Please show every line from the entries that carries the word "wall".
*** Opening of Input data ***
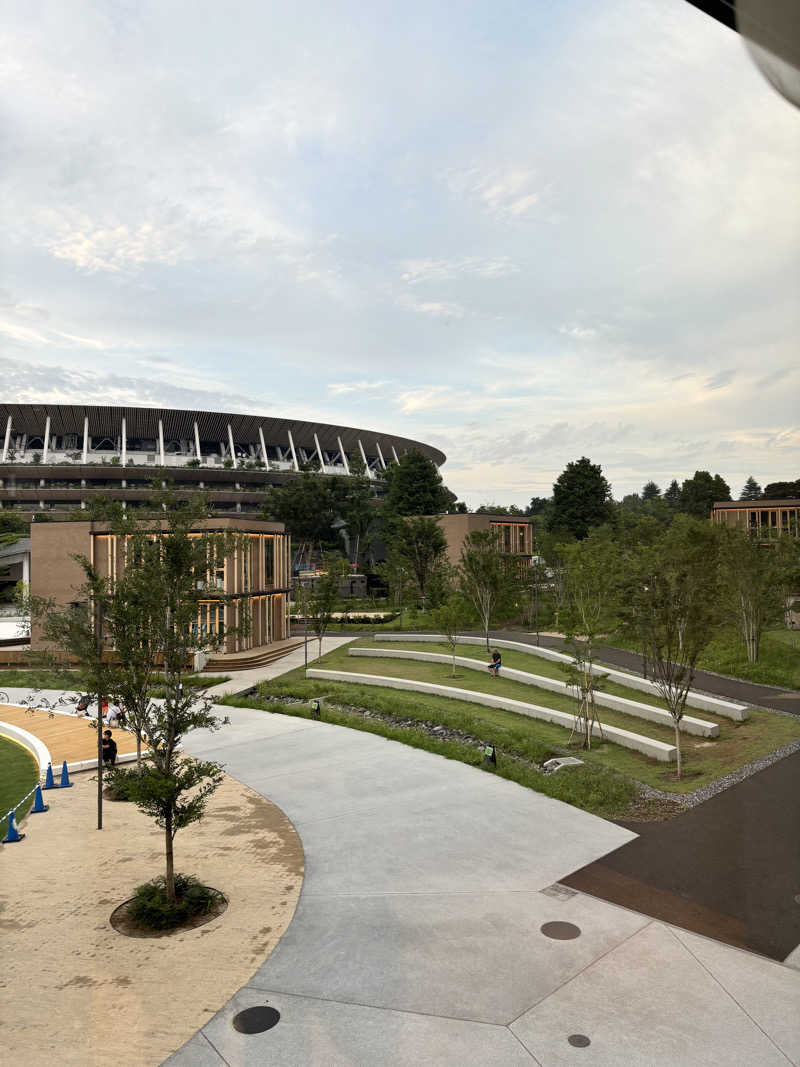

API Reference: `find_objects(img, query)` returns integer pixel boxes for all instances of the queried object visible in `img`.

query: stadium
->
[0,403,446,518]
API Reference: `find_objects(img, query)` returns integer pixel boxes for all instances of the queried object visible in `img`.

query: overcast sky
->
[2,0,798,507]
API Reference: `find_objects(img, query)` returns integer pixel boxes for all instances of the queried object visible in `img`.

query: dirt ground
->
[0,769,304,1066]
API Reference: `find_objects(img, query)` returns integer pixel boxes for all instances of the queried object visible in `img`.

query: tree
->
[718,526,787,662]
[33,498,237,904]
[740,476,762,501]
[526,497,551,516]
[432,595,471,676]
[0,511,28,549]
[642,481,661,501]
[386,517,448,608]
[383,450,450,516]
[557,533,619,749]
[679,471,731,519]
[762,479,800,499]
[262,473,339,570]
[337,466,377,570]
[305,554,350,659]
[458,530,514,650]
[663,480,681,508]
[625,518,720,779]
[549,457,613,540]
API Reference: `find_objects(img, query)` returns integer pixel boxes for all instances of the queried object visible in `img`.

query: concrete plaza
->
[166,703,800,1066]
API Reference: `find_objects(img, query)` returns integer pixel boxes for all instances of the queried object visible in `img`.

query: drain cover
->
[540,921,581,940]
[232,1005,281,1034]
[568,1034,591,1047]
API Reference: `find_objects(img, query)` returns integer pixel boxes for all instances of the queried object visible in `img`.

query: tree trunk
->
[165,808,175,904]
[136,732,142,770]
[674,722,682,780]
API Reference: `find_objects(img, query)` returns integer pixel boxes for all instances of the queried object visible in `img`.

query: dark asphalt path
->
[490,630,800,716]
[563,749,800,961]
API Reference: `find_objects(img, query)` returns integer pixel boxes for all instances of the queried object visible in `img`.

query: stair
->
[204,639,305,673]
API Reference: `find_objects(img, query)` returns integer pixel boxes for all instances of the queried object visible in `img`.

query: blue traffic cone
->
[3,810,25,843]
[59,760,73,788]
[43,763,56,790]
[31,784,49,813]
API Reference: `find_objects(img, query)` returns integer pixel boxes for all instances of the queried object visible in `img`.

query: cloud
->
[400,257,517,284]
[704,368,736,391]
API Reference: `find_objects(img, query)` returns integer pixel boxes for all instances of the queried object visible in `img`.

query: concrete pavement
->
[165,705,800,1066]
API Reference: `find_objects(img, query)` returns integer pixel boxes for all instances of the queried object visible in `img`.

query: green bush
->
[128,873,222,929]
[104,766,139,801]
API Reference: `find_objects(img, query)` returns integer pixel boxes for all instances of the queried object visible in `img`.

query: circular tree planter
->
[110,887,228,938]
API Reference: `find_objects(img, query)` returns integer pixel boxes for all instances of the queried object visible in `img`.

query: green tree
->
[262,473,339,569]
[679,471,731,519]
[739,476,762,501]
[337,467,377,570]
[305,554,351,659]
[0,511,28,549]
[663,480,681,508]
[458,530,514,650]
[718,526,788,662]
[386,516,448,608]
[558,533,619,749]
[33,498,236,904]
[550,457,613,540]
[642,481,661,501]
[383,450,450,516]
[624,517,720,779]
[762,479,800,498]
[432,595,472,676]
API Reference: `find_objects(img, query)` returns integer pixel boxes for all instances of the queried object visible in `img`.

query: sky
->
[2,0,799,509]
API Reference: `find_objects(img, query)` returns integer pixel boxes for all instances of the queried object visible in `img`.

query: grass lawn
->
[0,670,230,695]
[0,736,39,839]
[604,626,800,690]
[232,639,800,803]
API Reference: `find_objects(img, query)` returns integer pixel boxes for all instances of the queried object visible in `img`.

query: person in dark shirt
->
[488,650,501,677]
[102,730,117,767]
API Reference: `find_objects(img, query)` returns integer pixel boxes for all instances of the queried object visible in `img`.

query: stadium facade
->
[0,403,446,517]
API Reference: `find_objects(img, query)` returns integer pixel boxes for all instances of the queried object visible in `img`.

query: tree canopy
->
[549,457,613,539]
[678,471,731,519]
[739,476,762,501]
[383,450,451,516]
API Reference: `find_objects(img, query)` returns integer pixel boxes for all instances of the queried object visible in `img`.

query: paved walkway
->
[202,636,356,698]
[166,705,800,1066]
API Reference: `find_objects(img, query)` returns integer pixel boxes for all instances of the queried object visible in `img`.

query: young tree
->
[718,526,786,662]
[305,554,351,660]
[432,595,471,676]
[262,473,339,570]
[627,518,720,779]
[557,534,618,749]
[386,516,448,609]
[383,450,451,516]
[336,466,376,569]
[33,499,239,904]
[550,457,613,539]
[458,530,514,650]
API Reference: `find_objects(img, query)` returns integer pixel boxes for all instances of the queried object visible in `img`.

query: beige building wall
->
[433,514,533,568]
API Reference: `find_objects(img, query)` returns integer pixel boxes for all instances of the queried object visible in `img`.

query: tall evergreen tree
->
[739,476,762,501]
[383,449,450,516]
[549,457,613,539]
[679,471,731,519]
[663,480,681,508]
[642,481,661,501]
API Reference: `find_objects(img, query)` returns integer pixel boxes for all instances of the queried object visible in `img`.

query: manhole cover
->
[232,1006,281,1034]
[568,1034,591,1047]
[541,921,581,940]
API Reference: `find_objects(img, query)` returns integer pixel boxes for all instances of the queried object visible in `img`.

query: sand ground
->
[0,768,303,1066]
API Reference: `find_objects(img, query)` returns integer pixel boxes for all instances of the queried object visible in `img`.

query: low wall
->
[350,648,718,738]
[376,634,749,721]
[0,720,52,773]
[307,667,677,763]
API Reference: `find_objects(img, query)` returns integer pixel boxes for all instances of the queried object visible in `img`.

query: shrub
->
[128,873,222,929]
[104,765,139,801]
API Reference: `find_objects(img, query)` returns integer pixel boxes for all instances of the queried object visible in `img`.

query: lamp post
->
[95,598,104,830]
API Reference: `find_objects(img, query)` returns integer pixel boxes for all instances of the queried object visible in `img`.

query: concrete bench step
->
[376,634,749,722]
[307,667,677,763]
[351,648,718,738]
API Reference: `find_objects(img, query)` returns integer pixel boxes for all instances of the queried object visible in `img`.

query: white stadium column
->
[194,421,202,462]
[121,417,127,467]
[2,415,12,461]
[313,432,325,472]
[227,424,238,469]
[82,416,89,462]
[158,419,165,466]
[258,426,268,466]
[375,441,386,470]
[358,438,369,472]
[337,436,350,474]
[42,415,51,463]
[287,429,299,471]
[391,445,400,464]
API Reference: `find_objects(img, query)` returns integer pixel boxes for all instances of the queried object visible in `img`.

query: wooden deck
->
[0,705,140,765]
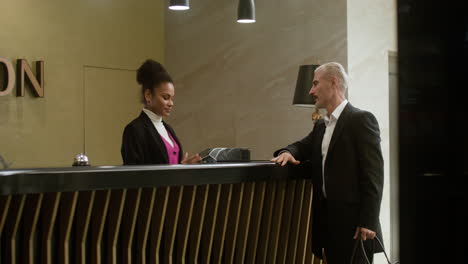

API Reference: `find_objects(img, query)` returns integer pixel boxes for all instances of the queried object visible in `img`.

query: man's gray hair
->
[315,62,349,94]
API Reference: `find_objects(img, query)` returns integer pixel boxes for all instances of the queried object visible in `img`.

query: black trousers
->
[318,198,375,264]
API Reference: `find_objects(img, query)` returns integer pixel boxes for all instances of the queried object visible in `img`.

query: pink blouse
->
[160,133,180,164]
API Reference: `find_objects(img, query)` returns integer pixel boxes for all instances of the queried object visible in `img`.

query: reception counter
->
[0,162,319,264]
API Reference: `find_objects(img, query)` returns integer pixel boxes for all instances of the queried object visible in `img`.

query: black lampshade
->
[237,0,255,23]
[293,64,319,107]
[169,0,189,10]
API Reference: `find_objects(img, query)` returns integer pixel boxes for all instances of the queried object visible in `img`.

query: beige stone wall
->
[165,0,398,262]
[164,0,348,159]
[347,0,398,262]
[0,0,164,168]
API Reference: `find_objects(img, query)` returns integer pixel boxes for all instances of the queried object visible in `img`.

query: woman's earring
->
[146,100,151,106]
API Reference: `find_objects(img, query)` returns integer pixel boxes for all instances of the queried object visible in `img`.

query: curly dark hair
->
[137,59,173,103]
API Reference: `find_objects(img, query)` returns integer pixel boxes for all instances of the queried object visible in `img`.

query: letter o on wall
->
[0,57,15,96]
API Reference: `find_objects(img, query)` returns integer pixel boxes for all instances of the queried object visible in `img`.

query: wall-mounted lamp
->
[169,0,190,10]
[293,65,319,107]
[237,0,255,23]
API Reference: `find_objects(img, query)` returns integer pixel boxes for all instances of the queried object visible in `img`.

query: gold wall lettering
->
[0,58,44,97]
[0,57,15,97]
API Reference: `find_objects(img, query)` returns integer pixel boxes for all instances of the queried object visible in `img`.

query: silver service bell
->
[72,153,90,166]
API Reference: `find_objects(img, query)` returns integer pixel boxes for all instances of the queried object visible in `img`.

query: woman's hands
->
[181,152,202,164]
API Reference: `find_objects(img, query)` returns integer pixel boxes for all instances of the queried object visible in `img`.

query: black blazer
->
[274,103,384,254]
[121,111,183,165]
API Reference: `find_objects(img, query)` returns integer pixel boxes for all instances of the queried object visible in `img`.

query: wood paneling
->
[0,179,315,263]
[41,192,61,264]
[58,192,79,264]
[245,182,266,263]
[0,195,12,237]
[200,184,221,264]
[122,188,143,264]
[256,181,277,264]
[2,194,26,264]
[176,186,197,264]
[22,193,43,264]
[224,183,244,264]
[296,180,313,264]
[188,185,209,264]
[163,186,184,264]
[136,188,156,264]
[90,190,111,264]
[267,180,287,263]
[107,189,127,264]
[75,191,96,264]
[287,180,306,263]
[211,184,233,264]
[149,186,170,264]
[235,182,255,264]
[277,180,297,264]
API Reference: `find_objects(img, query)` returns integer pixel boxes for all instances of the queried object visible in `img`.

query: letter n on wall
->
[16,59,44,97]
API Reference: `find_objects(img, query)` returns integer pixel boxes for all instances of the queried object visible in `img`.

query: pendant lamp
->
[293,65,319,107]
[169,0,189,10]
[237,0,255,23]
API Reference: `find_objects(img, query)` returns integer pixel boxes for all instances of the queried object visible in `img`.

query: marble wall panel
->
[165,0,348,159]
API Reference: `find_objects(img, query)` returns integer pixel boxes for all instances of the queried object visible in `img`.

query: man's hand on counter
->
[181,152,202,164]
[271,152,300,166]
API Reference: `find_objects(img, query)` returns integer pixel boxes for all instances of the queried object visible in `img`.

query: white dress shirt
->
[142,108,174,147]
[321,99,348,198]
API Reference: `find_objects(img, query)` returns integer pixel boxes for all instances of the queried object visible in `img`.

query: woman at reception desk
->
[121,59,201,165]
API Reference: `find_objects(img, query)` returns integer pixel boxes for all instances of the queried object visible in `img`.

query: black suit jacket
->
[121,111,183,165]
[274,103,384,255]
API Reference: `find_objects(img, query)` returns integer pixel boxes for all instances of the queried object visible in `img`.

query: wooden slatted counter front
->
[0,162,324,264]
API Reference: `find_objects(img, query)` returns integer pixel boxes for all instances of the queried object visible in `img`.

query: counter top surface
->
[0,161,276,176]
[0,161,308,195]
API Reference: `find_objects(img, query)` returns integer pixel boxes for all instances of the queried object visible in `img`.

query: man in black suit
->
[272,62,384,263]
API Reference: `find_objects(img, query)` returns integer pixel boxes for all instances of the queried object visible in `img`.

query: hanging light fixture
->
*** Close of Input data ***
_Solved exercise:_
query: beige building wall
query: low wall
query: beige stone wall
query: letter o on wall
query: wall-mounted lamp
query: gold wall lettering
query: letter n on wall
query: marble wall panel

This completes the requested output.